#### Passage to read

Parsing

Now that we've turned the source code into tokens we can construct a more computer-friendly representation for the program. This representation is often called an Abstract Syntax Tree because it's a high-level tree datastructure which reflects a program's syntax.

The General Idea

Before we start with parsing, lets look at an example chunk of Delphi code to get a feel for the language. A unit file is the basic building block of a Delphi program, analogous to a *.c file. The Main() function is typically elsewhere in GUI programs because an application's endpoint is typically managed by the GUI framework or IDE.

unit Unit1;

interface

uses
  Windows, Messages, SysUtils, Variants, Classes, Graphics, Controls, Forms,
  Dialogs, StdCtrls;

type
  TForm1 = class(TForm)
    Label1: TLabel;      // The label we have added
    Button1: TButton;    // The button we have added
    procedure Button1Click(Sender: TObject);
  private
    { private declarations }
  public
    { public declarations }
  end;

var
  Form1: TForm1;

implementation

{$R *.dfm}

// The button action we have added
procedure TForm1.Button1Click(Sender: TObject);
begin
  Label1.Caption := 'Hello World';    // Label changed when button pressed
end;

end.

########
#### Supplied material

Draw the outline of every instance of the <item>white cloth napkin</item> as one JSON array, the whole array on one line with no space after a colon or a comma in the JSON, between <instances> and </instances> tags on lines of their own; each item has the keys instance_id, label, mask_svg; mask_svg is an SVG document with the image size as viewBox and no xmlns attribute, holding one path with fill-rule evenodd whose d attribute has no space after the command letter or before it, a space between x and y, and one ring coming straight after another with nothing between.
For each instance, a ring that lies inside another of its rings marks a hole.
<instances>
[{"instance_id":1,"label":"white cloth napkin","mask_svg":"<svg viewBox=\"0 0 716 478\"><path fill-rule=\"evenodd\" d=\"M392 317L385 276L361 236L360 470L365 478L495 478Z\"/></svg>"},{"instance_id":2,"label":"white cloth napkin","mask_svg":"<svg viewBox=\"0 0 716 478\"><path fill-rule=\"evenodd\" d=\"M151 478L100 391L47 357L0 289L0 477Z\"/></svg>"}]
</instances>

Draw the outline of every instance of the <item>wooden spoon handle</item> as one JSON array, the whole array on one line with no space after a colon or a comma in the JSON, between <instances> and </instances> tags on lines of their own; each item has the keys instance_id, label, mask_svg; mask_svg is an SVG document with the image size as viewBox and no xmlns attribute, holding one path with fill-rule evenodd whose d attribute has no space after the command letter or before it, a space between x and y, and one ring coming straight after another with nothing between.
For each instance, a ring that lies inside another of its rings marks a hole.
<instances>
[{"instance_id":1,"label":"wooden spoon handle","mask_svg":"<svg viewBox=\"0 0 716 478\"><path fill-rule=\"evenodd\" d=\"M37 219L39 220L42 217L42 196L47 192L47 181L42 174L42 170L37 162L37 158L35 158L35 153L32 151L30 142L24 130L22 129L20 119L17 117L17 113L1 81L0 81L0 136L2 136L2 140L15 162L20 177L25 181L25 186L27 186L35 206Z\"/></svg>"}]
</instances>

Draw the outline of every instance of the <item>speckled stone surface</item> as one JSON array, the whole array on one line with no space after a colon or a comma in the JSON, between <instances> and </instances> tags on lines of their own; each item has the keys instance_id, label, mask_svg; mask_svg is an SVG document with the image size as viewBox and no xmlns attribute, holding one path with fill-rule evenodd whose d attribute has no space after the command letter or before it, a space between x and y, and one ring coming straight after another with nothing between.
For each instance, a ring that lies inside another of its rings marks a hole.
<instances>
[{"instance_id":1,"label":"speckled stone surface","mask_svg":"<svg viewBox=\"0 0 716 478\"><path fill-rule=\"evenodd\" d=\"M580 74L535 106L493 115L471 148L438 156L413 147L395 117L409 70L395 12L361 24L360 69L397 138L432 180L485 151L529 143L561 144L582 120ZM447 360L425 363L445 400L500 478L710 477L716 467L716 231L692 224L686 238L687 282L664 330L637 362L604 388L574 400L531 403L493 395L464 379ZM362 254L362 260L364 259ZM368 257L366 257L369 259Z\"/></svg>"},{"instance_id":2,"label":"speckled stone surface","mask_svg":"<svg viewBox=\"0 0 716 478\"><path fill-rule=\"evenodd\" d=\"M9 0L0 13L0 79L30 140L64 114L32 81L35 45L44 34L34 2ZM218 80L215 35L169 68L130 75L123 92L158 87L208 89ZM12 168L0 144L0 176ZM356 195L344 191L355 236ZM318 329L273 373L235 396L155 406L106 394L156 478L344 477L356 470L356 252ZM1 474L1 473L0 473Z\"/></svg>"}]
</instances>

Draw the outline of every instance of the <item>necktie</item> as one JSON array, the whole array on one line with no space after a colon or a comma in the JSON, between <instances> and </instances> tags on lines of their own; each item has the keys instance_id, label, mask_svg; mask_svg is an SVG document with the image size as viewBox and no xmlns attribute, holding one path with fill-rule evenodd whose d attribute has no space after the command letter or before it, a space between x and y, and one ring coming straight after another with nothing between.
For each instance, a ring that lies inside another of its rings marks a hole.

########

To-do list>
1) Please copy the parsing passage word for word, starting at "Before we start" and ending after "framework or IDE.".
2) In the parsing passage, what kind of file is a Delphi unit file compared to?

Written answers>
1)
Before we start with parsing, lets look at an example chunk of Delphi code to get a feel for the language. A unit file is the basic building block of a Delphi program, analogous to a *.c file. The Main() function is typically elsewhere in GUI programs because an application's endpoint is typically managed by the GUI framework or IDE.

2) A *.c file.